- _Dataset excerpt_
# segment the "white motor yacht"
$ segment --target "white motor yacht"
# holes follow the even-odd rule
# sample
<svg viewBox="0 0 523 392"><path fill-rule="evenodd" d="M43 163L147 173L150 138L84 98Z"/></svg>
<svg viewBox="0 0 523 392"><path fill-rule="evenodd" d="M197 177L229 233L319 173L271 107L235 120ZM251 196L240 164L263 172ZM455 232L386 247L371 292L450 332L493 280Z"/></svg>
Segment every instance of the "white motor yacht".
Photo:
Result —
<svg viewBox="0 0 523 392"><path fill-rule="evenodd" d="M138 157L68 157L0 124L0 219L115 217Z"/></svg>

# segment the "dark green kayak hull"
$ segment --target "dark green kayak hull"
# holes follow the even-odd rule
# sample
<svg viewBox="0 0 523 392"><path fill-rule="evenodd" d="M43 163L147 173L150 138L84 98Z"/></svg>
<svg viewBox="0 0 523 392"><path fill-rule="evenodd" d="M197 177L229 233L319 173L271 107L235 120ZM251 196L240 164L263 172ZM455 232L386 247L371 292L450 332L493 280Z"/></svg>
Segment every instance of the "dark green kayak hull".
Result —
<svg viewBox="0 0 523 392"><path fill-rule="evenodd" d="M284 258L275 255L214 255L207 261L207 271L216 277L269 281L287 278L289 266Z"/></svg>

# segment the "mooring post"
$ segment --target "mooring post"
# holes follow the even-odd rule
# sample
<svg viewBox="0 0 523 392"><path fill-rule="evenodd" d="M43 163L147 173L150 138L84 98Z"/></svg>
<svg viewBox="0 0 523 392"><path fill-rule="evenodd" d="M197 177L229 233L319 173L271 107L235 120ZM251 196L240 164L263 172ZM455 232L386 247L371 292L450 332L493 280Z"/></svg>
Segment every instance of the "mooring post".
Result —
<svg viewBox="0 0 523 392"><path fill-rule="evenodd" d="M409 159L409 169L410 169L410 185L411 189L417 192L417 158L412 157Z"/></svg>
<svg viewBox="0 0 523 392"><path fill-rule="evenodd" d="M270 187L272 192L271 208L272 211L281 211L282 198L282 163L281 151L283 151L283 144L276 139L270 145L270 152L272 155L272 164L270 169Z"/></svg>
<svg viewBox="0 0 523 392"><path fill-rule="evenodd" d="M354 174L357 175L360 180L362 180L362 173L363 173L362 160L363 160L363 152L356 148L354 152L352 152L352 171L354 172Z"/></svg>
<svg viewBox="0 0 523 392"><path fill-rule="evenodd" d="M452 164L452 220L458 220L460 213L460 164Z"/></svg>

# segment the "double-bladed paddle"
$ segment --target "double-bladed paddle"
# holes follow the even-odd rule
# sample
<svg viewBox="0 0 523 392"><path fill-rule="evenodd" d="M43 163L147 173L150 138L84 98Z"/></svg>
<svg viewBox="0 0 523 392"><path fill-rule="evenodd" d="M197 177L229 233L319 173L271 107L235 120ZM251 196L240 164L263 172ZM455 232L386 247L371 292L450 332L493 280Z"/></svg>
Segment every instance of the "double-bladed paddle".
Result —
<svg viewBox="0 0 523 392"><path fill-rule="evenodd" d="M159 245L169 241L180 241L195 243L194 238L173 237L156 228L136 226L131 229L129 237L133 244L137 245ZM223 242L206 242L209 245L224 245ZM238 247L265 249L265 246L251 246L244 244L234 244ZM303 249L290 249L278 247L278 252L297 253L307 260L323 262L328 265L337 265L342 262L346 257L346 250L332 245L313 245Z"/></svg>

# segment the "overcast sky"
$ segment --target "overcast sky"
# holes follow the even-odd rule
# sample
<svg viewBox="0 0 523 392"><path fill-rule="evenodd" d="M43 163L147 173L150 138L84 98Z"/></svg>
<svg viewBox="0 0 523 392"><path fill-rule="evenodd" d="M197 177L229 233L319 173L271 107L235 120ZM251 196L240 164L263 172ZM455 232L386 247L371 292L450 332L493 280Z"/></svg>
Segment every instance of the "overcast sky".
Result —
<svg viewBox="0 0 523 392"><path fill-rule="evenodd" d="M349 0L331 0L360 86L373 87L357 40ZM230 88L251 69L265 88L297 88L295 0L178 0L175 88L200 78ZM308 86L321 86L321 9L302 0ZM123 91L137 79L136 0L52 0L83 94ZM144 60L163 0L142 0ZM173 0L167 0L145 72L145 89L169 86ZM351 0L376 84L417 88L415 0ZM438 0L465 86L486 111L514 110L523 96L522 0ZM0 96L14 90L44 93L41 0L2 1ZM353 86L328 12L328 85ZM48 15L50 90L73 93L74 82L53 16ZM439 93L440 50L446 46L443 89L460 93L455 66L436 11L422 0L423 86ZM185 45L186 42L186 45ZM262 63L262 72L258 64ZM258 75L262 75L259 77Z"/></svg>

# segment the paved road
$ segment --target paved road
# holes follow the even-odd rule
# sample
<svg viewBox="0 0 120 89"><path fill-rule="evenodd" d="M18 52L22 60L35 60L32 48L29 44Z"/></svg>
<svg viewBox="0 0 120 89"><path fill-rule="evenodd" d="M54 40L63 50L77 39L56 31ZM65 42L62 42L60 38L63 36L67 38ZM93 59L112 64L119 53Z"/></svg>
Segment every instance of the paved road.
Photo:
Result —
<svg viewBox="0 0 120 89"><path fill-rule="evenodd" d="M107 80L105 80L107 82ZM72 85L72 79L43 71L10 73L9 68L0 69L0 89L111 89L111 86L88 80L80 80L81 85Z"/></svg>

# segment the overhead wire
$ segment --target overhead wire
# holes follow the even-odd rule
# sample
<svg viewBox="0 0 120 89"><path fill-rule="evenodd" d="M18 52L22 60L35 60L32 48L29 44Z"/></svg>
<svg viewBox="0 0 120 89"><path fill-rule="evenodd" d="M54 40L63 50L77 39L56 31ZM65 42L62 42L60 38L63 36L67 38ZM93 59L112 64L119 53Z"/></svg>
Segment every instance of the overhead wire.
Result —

- _TASK PROMPT_
Select every line of the entries that contains the word "white", and copy each one in full.

- _WRITTEN RESPONSE_
# segment the "white motor yacht"
$ segment --target "white motor yacht"
Segment every instance of the "white motor yacht".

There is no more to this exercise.